DIRECTIONS FOR THIS TASK
Report each line of the data below that contains the word "yellow", copying every such line in full.

PROVIDED RECORDS
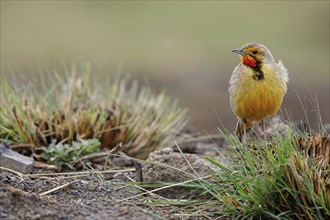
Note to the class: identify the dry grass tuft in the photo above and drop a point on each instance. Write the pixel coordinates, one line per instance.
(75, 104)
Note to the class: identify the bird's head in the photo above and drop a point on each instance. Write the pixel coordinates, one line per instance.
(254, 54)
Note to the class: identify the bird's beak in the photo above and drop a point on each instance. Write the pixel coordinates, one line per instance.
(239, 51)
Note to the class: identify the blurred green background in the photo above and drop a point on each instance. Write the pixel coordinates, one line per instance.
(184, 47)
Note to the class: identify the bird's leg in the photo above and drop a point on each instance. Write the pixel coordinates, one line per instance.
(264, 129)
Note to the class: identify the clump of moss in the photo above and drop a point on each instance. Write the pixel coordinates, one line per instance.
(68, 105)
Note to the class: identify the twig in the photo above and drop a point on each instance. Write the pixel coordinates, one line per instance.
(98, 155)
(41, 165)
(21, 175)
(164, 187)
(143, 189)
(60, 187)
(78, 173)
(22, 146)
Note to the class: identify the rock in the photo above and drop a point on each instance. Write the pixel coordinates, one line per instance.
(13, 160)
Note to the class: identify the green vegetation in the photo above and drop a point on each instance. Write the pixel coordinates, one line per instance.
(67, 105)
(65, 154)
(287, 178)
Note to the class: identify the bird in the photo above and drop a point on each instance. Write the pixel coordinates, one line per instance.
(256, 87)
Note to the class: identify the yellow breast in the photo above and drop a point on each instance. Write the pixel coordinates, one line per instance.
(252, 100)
--
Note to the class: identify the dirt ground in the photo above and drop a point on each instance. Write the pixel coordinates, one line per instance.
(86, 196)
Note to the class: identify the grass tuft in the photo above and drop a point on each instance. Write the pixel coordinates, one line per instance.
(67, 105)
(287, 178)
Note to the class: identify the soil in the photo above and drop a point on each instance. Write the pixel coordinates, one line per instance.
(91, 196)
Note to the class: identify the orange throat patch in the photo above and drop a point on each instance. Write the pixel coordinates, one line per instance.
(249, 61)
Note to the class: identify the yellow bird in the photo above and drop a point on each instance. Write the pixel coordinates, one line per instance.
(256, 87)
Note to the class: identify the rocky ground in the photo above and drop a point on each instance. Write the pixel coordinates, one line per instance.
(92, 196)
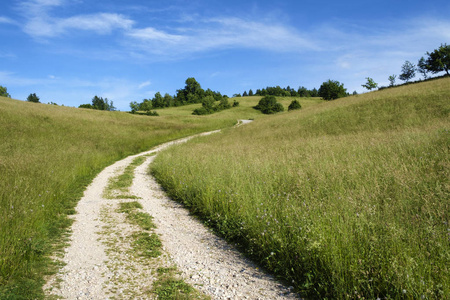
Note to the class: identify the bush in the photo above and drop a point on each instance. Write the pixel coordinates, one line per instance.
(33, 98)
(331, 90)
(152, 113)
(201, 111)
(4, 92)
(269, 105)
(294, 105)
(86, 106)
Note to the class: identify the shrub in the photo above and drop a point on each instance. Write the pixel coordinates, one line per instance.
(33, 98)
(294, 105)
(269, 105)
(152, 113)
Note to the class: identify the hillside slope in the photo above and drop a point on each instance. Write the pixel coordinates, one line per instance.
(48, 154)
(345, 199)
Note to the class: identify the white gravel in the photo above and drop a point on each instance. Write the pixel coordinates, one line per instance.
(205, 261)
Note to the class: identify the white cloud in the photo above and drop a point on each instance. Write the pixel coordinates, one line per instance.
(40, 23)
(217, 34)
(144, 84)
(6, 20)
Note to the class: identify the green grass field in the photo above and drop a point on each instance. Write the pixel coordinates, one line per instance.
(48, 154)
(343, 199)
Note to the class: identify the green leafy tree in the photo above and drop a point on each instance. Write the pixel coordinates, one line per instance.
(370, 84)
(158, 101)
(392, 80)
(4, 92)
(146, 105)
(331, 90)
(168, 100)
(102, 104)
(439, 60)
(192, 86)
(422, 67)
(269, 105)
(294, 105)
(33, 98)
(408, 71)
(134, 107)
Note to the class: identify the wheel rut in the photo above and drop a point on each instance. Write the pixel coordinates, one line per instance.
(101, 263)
...
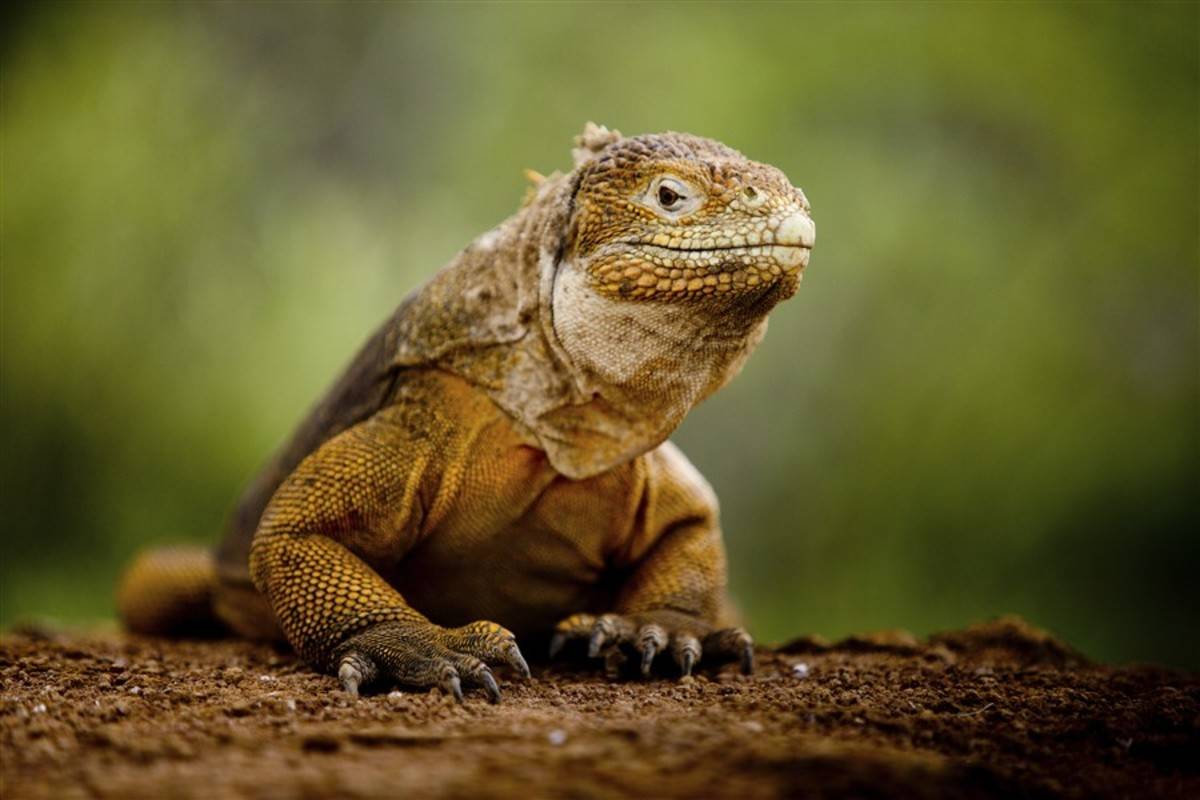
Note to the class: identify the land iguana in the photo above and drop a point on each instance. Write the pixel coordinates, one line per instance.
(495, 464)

SOLUTION BELOW
Note to the class: identify the yellow breast in the photo above and drop a point on each instance. Write the pixel coordinates, one line per instance.
Note to the class: identify the yellow bird in the photo above and drop a point on each instance. Write the pixel coordinates, one line per instance.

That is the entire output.